En rouge et blanc
Ces deux couleurs furent certainement les éléments les plus représentatifs de cette demi-finale du championnat d’Europe U21. C’est ce que je me suis dit vers quatre heures du matin, à mi-parcours de ma quasi nuit blanche durant mon trajet de retour : les douloureuses couleurs de mes bras rougis m’ayant rappelées que l’après midi durant, malgré la crème solaire, l’astre d’or s’était chargé de roussir mon épiderme.
Rouge et blanc aurait pu correspondre aussi à ces gorgeons servis dans ces Duralex lors d’un amical repas il y a quelques mois au sein du moto club de Mâcon. Mais ces deux couleurs rouges et blanches furent avant tout les couleurs polonaises du plastron porté par le pilote Adrian Cyfer, vainqueur de la ½ finale du championnat d’Europe U21. Pour le grand bonheur des spectateurs, trois pilotes Polonais sont venus sur l’anneau de Mâcon, avec pour chacun, le même objectif en tête : décrocher l’un des cinq tickets pour la finale du championnat d’Europe.
La fièvre du samedi soir
J’attendais la première séance d’essais des UEM en fin d’après-midi afin d’observer Cyfer, Legowik et Kaczmarek découvrant et décryptant la piste de Mâcon. Après un premier tour à l’allure d’une asthmatique et croulante Warszawa tournant sur trois pattes, les aiglons polonais on déployés leurs ailes. Crévindiou ! ils envoient du kilowatt dans les courbes ces pilotes. Ils sont rapides, très rapides. Les entrées en virage sont impressionnantes : les mises en glisse des machines sont réalisées tardivement en fin de ligne de droite ce qui permet à ces trompe-la-mort d’entrer dans les courbes en conservant beaucoup d’énergie cinétique.

Données extraites:
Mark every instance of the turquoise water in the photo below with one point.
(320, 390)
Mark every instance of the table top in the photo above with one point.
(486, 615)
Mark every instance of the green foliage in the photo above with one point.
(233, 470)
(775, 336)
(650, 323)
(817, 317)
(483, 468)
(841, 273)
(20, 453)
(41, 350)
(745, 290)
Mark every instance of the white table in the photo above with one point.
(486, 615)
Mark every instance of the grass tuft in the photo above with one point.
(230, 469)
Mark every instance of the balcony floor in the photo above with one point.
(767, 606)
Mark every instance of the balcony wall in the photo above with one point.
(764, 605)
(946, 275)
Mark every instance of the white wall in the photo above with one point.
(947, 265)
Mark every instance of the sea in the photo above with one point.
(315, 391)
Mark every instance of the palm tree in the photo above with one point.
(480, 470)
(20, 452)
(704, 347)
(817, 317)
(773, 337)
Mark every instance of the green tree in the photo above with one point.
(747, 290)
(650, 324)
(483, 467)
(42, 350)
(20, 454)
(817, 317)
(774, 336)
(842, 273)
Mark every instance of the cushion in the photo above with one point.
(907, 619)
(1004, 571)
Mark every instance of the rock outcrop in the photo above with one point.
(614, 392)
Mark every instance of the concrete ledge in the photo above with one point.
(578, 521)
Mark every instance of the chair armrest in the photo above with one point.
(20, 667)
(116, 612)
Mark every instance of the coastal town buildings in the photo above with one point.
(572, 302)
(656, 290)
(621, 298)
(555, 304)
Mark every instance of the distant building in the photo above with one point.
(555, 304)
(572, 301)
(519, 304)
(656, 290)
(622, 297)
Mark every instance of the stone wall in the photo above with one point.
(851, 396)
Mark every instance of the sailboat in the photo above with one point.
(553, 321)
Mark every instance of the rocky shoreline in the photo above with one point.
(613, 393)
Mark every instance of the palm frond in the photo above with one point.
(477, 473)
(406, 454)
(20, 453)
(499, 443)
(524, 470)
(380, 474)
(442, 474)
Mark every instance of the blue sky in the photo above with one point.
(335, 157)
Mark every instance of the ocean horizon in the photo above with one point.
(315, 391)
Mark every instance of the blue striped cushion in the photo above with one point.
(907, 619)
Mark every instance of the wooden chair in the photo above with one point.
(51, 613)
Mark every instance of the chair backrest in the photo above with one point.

Travail à faire:
1: Résumez en deux phrases le récit de la demi-finale du championnat d'Europe U21 à Mâcon.
2: Prolongez le récit de la demi-finale de Mâcon au-delà de sa dernière phrase.

Résultats finaux:
1: Le rouge et le blanc, rappelés par des bras brûlés par le soleil, ont surtout été les couleurs polonaises du plastron d'Adrian Cyfer, vainqueur de la demi-finale du championnat d'Europe U21 à Mâcon. Trois pilotes polonais y visaient l'un des cinq tickets pour la finale et, dès la première séance d'essais, ils se sont montrés très rapides, entrant dans les virages après des mises en glisse tardives.

2:
A l’âge des premiers émois en compagnie de jeunes poulettes de basse-cour, ces coquelets slaves aux ergots très affutés ne picorent pas du millet mais tournent au méthanol. Évoluant au sein des meilleurs clubs de speedway Polonais, ils sont malgré leur jeune âge déjà, des pilotes très aguerris, de véritables avions de chasse. Les mécaniciens de speedway Polonais parmi les meilleurs au monde, n’ont mis que très peu de temps pour ajuster les setups de machines et permettre ainsi à ces trois U21 Polonais d’enflammer la piste mâconnaise.
Bison Ravi alias Boris Vian utilisa dans une de ses truculentes chroniques, le néologisme « Pologner ». Hubert, Adrian et Daniel se sont livrer samedi au plus grand plaisir des spectateurs, à un festival de « Polognades » tant les manches disputées furent intenses mais lucratives en points.
Remontons les aiguilles de notre montre Vostok durant quelques instants : les années 70 Polonaises : années d’acier forgées dans un métal soviétique bien trempé. De vielles fourgonnettes Nysa et Zuk avalaient chaque fin de semaine des Jawa DT 500 pour les recracher sur quelques pistes noires. « Tant que ces écervelés glisseront sur ces pistes de scories, ils ne se livreront pas à de subversives activités » aurait pu penser à cette époque « la mouche » alias le général Jaruzelski (décédé le mois dernier). De nos jours, La rouge et blanche Pologne est devenu avec le rouge et blanc Danemark, le grand pourvoyeur de champions de speedway. En une vingtaine d’années, l’hideuse et poisseuse chrysalide anthracite s’est progressivement métamorphosée en un papillon brillant de mille feux. Ces feux de la rampe attirant ces papillons par leurs lueurs de lucre…
Le soleil a déjà atteint son zénith depuis longtemps lorsque les derniers fourgons des pilotes du championnat d’Europe vinrent décharger roulantes et machines. Les machines des Polonais Cyfer et Legowik sont rutilantes. Aux couleurs bleus et jaunes du club de speedway de Gorzow, les machines de Cyfer ont tapés dans l’œil du badaud. Le fin liseré jaune appliqué sur les jantes des machines d’Adrian doit être certainement très à la mode dans cette voïvodie de l’ouest Polonais en ces temps.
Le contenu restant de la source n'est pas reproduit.